■ Exercise material
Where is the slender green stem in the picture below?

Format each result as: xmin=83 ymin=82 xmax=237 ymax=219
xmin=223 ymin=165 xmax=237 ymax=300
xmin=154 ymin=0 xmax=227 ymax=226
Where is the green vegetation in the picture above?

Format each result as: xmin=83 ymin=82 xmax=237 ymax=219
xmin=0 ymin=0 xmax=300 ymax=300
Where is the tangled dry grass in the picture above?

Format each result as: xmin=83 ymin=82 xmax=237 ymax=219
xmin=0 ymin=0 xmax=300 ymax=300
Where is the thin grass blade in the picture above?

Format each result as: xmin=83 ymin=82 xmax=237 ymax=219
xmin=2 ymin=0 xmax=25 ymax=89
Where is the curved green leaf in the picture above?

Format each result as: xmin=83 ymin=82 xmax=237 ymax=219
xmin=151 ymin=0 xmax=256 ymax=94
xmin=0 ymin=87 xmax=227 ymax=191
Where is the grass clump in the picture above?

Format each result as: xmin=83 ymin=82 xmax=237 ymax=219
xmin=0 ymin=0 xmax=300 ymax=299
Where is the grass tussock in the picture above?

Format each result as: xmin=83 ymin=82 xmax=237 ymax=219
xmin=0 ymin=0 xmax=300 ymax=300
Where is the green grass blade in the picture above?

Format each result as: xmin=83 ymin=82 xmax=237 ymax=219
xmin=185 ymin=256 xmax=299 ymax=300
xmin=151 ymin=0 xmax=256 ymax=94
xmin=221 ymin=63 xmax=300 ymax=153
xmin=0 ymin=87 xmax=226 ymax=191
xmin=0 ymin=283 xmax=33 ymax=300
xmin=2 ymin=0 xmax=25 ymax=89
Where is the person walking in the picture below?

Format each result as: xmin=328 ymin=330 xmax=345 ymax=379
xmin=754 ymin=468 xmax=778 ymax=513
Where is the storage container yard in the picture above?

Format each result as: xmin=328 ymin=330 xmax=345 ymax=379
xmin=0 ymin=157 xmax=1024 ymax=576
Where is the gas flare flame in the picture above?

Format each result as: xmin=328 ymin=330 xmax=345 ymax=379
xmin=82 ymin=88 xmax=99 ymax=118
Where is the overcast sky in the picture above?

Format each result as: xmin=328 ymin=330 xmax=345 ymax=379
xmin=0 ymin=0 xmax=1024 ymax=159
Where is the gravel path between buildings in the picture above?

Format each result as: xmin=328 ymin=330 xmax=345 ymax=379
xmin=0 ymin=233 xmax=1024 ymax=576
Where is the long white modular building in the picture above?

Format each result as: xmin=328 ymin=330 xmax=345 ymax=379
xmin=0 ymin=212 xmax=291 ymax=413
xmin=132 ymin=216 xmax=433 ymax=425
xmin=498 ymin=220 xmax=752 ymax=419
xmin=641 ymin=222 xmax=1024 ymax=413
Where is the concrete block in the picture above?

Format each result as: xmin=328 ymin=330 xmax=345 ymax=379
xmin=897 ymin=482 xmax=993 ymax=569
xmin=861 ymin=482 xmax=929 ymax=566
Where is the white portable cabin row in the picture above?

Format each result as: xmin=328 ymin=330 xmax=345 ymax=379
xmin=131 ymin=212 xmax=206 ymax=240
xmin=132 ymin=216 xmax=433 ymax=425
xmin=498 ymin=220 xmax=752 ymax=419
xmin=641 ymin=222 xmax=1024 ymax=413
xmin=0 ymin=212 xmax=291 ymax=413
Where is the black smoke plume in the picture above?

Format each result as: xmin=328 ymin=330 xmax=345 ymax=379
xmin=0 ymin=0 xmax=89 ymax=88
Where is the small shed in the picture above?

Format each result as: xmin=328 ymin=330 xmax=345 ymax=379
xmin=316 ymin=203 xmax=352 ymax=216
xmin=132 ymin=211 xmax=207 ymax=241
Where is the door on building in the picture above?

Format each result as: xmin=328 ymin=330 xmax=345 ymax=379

■ Exercise details
Collect every line in the rows above that contains the word "green", and copy each one unchanged.

■ Answer to this task
Where is the slender green stem in the picture below?
Where is the green vegetation in the picture above?
Where is the curved green leaf in the picture above?
Where is the green grass blade in the picture above?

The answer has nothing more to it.